Prompt A.
From the WIC breastfeeding article, return the passage starting with "To be eligible" and going on through "free infant formula.", copied word for word.
Prompt B.
According to the WIC breastfeeding article, what percentage of WIC mothers of children born in 2001 breastfed through the infant's first month?
Prompt C.
Continue the WIC breastfeeding article from its final sentence.

Page excerpt.
□ □ □ □ □ □ □

WIC Infants Less Likely To Be Exclusively Breastfed

ERS and American University researchers found that women who participate in USDA’s Special Supplemental Nutrition Program for Women, Infants, and Children (WIC) are less likely than income-eligible nonparticipants to exclusively breast-feed their newborns. The American Academy of Pediatrics (AAP) recommends exclusive breastfeeding for an infant’s first 6 months and continued breastfeeding, with supple-mentation, until the infant is 12 months old. Recent changes to the types and amounts of foods provided through the WIC program, however, may increase breastfeeding rates of WIC mothers.

To be eligible for WIC, a pregnant or postpartum woman must have income below 185 percent of the poverty line or participate in an assistance program such as Medicaid. WIC provides postpartum women with nutritious food and, for those not exclusively breastfeeding, free infant formula.

WIC has always faced the challenge of promoting breastfeeding, while simultaneously providing infant formula to mothers who choose not to breastfeed. These dual objectives raise the concern that WIC itself may influence a participant’s breastfeeding choice. The high cost of infant formula provides a strong economic incentive to breastfeed. But when WIC provides the formula at no cost, that incentive is removed. Although the researchers used an approach that controlled for some of the factors and other incentives that influence the complex decision to breastfeed, study results do not establish a causal link between WIC and breastfeeding.

Researchers found that of children born in 2001, 43.6 percent of WIC mothers breastfed through the infant’s first month, compared with 59.2 percent of eligible non-WIC mothers. By 6 months, only 4.7 percent of WIC mothers and 9.9 percent of eligible non-WIC mothers breastfed exclusively. In a 2004 national survey, the U.S. Centers for Disease Control and Prevention found that 15 percent of mothers with incomes above 185 percent of the poverty line breastfed exclusively through 6 months.

□ □ □ □ □ □ □

Data under study.
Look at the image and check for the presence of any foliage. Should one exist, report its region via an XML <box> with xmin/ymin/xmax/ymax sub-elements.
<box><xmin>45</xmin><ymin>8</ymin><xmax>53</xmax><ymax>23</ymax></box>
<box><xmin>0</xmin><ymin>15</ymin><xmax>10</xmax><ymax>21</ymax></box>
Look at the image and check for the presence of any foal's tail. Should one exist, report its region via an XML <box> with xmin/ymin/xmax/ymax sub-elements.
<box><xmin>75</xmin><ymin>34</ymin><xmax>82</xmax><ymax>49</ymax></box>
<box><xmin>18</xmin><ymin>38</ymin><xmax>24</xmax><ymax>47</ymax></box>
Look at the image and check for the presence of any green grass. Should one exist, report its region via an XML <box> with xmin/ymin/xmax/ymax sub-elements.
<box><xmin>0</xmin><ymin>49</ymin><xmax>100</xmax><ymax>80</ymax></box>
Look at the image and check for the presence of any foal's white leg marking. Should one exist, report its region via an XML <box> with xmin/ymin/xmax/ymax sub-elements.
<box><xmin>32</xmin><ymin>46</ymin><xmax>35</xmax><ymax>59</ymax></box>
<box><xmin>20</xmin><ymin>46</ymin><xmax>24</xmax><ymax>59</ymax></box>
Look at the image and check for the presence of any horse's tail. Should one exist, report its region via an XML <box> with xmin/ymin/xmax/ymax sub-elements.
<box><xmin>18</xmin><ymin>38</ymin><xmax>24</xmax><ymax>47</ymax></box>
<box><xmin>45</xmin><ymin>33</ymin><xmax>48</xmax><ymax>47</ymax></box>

□ □ □ □ □ □ □

Task response A.
To be eligible for WIC, a pregnant or postpartum woman must have income below 185 percent of the poverty line or participate in an assistance program such as Medicaid. WIC provides postpartum women with nutritious food and, for those not exclusively breastfeeding, free infant formula.

Task response B.
43.6 percent

Task response C.
While WIC participation is associated with lower rates of exclusive breastfeeding, the infant formula in the WIC package does provide low-income mothers with a nutritionally superior alternative to cow’s milk. The AAP recommends introducing cow’s milk no earlier than 12 months of age and solid foods no earlier than 6 months of age. ERS and American University researchers found that WIC mothers were more likely than eligible nonparticipants to adhere to the AAP guidelines to delay introducing cow’s milk. However, the researchers also found that WIC participants were more likely to introduce solid foods before 6 months, with about one-fourth of WIC mothers introducing solid foods by 4 months.

In 2009, the WIC food packages underwent the most substantial revision since the program began in 1974. While the previous package provided infant cereal at 4 months of age, the revised WIC package does not include solid foods until the infant is 6 months old. The new packages promote breastfeeding by providing a greater amount and variety of food in the WIC package for women who exclusively breastfeed. In addition, the new food package no longer includes formula for fully breastfed infants, and it provides a reduced amount of formula for partially breastfed infants.